== Data supplied
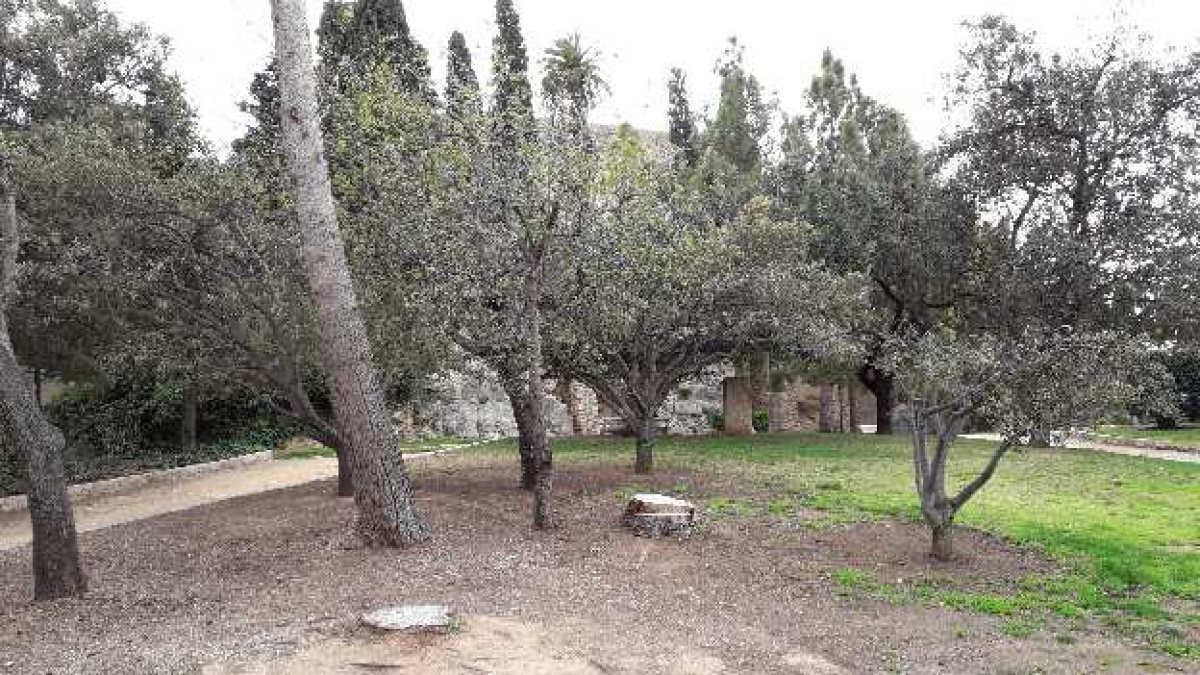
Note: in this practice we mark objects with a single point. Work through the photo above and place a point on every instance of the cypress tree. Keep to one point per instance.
(382, 34)
(513, 120)
(462, 85)
(683, 121)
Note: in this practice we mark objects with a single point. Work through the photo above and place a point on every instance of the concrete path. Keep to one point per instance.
(1079, 443)
(105, 511)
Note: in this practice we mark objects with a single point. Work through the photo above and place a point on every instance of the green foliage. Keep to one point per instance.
(682, 123)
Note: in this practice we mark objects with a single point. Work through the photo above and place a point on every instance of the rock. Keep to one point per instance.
(414, 619)
(807, 663)
(659, 515)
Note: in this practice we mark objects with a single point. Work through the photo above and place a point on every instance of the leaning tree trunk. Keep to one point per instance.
(645, 461)
(58, 572)
(521, 412)
(382, 489)
(345, 471)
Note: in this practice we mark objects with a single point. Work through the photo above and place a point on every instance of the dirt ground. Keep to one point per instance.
(105, 511)
(267, 584)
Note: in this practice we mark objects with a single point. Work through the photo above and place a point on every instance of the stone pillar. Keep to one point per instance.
(585, 410)
(738, 406)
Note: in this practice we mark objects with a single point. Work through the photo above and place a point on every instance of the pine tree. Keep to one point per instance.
====
▸ **What you will do**
Print the items above without any change, starting at the line that contains "trunk. Keep to one point per instance." and ending at the final line of the items, with both of those lines included.

▸ **Output for this task**
Note: in this practice we mark objects with a single point. Work through the photo above and place a point on every instance of the leaning tree trunk. Keep to one point per instance.
(645, 461)
(58, 572)
(521, 412)
(382, 489)
(345, 471)
Note: in this practice we mark objects with a single point. Work through the photo above and place a point on every instance of the dirt ground. Keep to one point per instance.
(105, 511)
(267, 584)
Note: in this practice we mark objects with a single point. Work through the photo above and place a point on every instance of the stone pillar. Keep to one point per instance.
(585, 410)
(738, 406)
Note: in this practice we mark objects with a single point. Work through the photo above and place a point on every instance of the pine tree. Keep to one point per instance.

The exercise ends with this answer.